─── Reading passage ───

How DBT Helps Teenagers Improve Their Moods
By Jeanette Lorandini
All teens experience mood swings. It’s one of the defining characteristics of that age. However, some teens struggle more when it comes to mood than their peers.
This struggle is more than typical teenage moodiness. Teens may feel sad, depressed, or even angry.
Therapy can help with these issues, especially dialectical behavioral therapy, or DBT. DBT is a therapeutic process that goes beyond merely talking about feelings.
Instead, it utilizes four key components that help teens to cope with these emotions positively. Here’s how DBT helps teenagers to improve their moods and, at the same time, be more emotionally independent.
Teaching Mindfulness to Teens
If you begin talking about mindfulness to a teen, you might expect to receive an eye-roll in return. To a teenager, mindfulness might sound like something where you should be meditating all day at an ashram retreat — but it’s nothing of the sort.
Although meditation can be part of mindfulness, it’s really about creating a greater sense of awareness. This awareness includes both yourself and the surroundings around you. That’s important because teens are notorious for not being very attentive to what’s happening around them!
Teens can practice mindfulness in many ways, including:
- Practicing deep breathing exercises
- Sitting still in once place
- Observing small sections of the ground for details (part of a back yard, a grassy field, the forest floor)

─── Data for analysis ───

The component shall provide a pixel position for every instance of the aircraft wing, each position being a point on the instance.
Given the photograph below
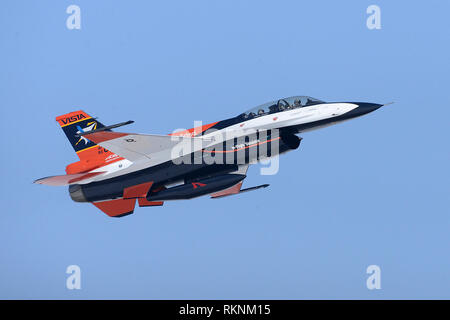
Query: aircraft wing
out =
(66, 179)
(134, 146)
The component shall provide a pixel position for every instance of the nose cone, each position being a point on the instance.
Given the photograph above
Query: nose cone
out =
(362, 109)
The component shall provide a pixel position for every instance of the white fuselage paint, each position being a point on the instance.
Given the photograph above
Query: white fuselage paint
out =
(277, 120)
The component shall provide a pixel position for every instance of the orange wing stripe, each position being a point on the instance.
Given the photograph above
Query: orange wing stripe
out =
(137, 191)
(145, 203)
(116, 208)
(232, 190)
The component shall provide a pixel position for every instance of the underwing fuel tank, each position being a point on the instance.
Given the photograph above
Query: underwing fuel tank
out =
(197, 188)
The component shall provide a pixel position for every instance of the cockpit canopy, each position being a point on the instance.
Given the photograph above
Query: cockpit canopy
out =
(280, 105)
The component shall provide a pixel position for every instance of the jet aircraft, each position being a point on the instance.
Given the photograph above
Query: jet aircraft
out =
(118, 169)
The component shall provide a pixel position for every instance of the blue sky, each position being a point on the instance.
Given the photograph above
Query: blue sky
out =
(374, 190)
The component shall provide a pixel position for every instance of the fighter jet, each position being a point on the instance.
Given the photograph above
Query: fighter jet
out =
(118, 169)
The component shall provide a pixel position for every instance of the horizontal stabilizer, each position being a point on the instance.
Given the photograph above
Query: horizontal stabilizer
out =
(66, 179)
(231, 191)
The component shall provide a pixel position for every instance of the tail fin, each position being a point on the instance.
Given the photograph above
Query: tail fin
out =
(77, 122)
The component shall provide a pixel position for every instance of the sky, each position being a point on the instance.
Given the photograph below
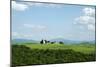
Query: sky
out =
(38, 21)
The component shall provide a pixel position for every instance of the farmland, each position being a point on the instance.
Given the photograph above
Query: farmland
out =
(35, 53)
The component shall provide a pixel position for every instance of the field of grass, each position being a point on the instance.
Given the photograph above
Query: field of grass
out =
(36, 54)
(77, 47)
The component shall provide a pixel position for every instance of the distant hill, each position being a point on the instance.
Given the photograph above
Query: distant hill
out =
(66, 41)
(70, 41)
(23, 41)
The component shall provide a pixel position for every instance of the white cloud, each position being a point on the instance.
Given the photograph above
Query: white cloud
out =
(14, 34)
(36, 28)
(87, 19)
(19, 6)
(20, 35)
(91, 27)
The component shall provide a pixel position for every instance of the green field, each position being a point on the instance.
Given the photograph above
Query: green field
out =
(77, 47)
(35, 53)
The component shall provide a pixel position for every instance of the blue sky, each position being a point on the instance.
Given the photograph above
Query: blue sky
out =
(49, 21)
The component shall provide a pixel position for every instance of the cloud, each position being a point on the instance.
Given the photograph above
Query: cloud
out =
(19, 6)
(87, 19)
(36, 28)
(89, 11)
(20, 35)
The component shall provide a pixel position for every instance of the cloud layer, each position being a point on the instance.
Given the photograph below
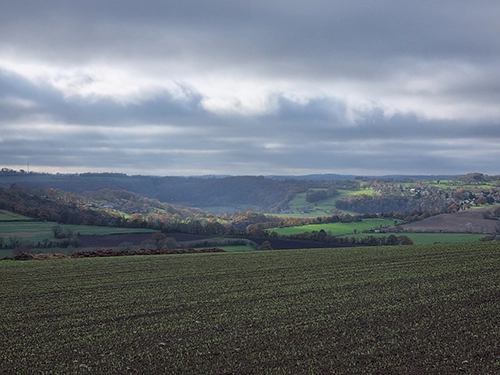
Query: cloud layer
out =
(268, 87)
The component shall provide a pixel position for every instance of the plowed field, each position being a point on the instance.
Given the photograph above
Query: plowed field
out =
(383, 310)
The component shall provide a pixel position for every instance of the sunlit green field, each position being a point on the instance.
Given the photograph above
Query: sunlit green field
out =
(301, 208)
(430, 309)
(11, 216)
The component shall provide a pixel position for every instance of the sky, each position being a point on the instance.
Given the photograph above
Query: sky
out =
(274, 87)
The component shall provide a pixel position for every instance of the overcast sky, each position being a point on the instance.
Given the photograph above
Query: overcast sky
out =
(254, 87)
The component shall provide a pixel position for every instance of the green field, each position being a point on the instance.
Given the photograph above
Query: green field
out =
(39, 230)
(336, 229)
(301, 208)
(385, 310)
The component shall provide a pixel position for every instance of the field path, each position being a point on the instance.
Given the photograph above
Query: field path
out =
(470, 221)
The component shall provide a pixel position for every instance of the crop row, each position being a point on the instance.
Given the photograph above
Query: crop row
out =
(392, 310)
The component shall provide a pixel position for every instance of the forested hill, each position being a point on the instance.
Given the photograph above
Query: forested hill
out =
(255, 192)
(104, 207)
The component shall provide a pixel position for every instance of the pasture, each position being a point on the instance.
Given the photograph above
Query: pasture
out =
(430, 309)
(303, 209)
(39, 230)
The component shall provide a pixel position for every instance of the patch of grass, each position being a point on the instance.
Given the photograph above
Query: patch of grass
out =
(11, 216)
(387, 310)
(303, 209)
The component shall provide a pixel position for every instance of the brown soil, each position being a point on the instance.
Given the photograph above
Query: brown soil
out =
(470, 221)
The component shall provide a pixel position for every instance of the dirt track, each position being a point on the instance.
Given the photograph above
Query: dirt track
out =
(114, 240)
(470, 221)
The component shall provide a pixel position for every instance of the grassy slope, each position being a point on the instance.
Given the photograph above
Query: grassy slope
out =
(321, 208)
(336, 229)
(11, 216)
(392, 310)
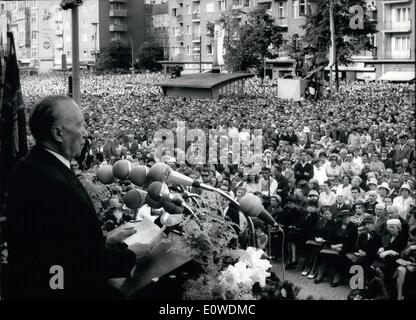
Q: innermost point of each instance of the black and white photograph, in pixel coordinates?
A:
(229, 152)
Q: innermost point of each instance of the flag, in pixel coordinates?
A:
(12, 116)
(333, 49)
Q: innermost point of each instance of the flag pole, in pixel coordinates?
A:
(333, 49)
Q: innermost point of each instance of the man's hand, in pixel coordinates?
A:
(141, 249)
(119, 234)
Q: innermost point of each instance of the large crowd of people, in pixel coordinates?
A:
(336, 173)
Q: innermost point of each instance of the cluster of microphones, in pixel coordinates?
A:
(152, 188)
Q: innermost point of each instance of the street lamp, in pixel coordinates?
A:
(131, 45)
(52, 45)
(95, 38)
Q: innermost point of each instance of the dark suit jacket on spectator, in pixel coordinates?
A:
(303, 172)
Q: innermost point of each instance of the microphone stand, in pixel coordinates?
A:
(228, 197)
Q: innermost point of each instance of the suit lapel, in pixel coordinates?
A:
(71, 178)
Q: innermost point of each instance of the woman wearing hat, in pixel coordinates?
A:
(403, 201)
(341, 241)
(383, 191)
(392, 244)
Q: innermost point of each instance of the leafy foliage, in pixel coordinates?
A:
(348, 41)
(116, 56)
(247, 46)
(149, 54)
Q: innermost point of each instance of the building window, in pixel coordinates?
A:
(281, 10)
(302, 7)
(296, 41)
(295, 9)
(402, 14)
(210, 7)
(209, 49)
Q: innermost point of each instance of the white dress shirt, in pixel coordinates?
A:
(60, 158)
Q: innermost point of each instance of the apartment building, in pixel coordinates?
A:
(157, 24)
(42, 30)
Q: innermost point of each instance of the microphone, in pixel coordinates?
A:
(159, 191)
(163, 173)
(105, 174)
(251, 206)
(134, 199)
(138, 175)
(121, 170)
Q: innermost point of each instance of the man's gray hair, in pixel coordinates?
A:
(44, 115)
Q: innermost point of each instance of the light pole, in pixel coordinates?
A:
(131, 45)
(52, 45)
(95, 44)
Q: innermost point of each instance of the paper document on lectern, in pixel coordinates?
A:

───

** Exercise instructions **
Pick up the article on how DBT helps teens with their moods right after its last line, and write what comes next. The material was taken from a different source than the article.

** Answer section **
- Acknowledging your thoughts but then letting them drift away
One critical part of this process is setting aside the cell phone to be free from distractions.
Developing Emotional Regulation
Next, DBT teaches teens how to control their emotions better. Note that there is a difference between controlling emotions and not feeling them. We don’t want teens not to experience a feeling. Simultaneously, we don’t want those emotions overwhelming them to the point where a teen doesn’t feel in control.
One vital aspect of emotional regulation is accurately identifying the emotion. For example, a teen might say, “I’m so angry!” Yet, anger is vague and is secondary to much deeper emotions, such as fear. By identifying emotions, teens will feel more in control of themselves and able to manage emotions better.
Promoting Distress Tolerance
Distress tolerance is what you do when the emotions are so great that you need to do something at the moment to cope with them. For example:
- Deep breathing
- Distraction techniques
- Visualization exercises
- Staying positive
- Taking time out
Teens should practice these skills before they are needed. However, by having a toolbox of skills that they can use to manage stress, teens will feel more empowered and independent, which they crave.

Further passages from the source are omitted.